• **WHAT IS REQUIRED**: Pick out every line of the records below that contains the word "cypress", and copy each one in full.

(Stored data entries)
────────────────
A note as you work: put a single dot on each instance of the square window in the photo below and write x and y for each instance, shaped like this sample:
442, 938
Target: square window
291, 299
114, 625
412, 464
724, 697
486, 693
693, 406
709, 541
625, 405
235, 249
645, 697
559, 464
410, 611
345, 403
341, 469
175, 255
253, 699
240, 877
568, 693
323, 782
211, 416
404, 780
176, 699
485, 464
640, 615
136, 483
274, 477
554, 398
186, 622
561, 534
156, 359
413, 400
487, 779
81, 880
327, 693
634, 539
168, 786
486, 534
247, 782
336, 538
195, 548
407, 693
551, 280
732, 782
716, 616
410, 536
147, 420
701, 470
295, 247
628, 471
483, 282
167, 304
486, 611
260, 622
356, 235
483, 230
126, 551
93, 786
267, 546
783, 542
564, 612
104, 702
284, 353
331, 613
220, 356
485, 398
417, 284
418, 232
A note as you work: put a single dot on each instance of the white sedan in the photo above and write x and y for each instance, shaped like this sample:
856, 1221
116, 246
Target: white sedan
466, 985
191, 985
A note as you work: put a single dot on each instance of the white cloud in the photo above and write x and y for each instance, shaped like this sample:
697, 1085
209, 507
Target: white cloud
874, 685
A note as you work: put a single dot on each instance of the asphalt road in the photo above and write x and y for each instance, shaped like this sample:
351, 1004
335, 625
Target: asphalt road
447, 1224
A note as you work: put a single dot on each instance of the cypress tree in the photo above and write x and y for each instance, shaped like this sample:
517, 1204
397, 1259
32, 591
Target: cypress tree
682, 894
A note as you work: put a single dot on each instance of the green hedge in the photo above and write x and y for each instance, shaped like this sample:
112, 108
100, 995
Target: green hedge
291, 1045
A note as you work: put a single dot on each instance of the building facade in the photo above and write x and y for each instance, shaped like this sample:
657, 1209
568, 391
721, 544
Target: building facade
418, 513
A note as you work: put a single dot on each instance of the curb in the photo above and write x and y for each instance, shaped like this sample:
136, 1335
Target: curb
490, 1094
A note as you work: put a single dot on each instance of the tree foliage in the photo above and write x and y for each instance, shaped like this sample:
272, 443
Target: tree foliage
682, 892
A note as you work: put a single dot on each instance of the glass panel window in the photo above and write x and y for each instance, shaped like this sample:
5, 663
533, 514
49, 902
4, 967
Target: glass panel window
────────────────
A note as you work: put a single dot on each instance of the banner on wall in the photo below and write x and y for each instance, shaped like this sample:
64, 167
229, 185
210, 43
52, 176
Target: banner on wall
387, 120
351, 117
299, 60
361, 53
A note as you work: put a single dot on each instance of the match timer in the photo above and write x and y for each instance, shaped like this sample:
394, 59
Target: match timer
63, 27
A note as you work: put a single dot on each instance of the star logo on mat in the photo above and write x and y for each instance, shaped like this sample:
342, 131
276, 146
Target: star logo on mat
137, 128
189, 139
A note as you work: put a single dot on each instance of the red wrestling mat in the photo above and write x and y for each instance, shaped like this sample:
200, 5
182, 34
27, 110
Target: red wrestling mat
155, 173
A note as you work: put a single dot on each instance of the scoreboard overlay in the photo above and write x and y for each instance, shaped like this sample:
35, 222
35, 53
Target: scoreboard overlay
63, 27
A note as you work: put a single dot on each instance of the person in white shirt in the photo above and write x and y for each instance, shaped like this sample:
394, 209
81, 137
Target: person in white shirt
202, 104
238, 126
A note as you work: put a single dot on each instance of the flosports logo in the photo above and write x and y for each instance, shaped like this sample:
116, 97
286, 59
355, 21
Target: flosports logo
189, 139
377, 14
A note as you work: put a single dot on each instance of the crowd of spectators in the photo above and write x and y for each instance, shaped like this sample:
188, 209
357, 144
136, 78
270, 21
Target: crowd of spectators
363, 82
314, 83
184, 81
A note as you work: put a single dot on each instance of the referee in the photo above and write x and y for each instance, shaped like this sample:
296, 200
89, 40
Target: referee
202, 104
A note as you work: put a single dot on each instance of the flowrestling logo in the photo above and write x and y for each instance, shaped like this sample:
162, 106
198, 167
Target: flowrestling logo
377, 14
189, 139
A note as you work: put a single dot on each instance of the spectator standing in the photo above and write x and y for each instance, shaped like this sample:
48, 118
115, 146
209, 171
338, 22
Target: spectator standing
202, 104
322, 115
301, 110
────────────────
• **ANSWER FOR THE TASK**:
A note as you work: put a single dot on each instance of the cypress tree in the photo above and write x and y for each instance, shaped like this sample:
Target: cypress tree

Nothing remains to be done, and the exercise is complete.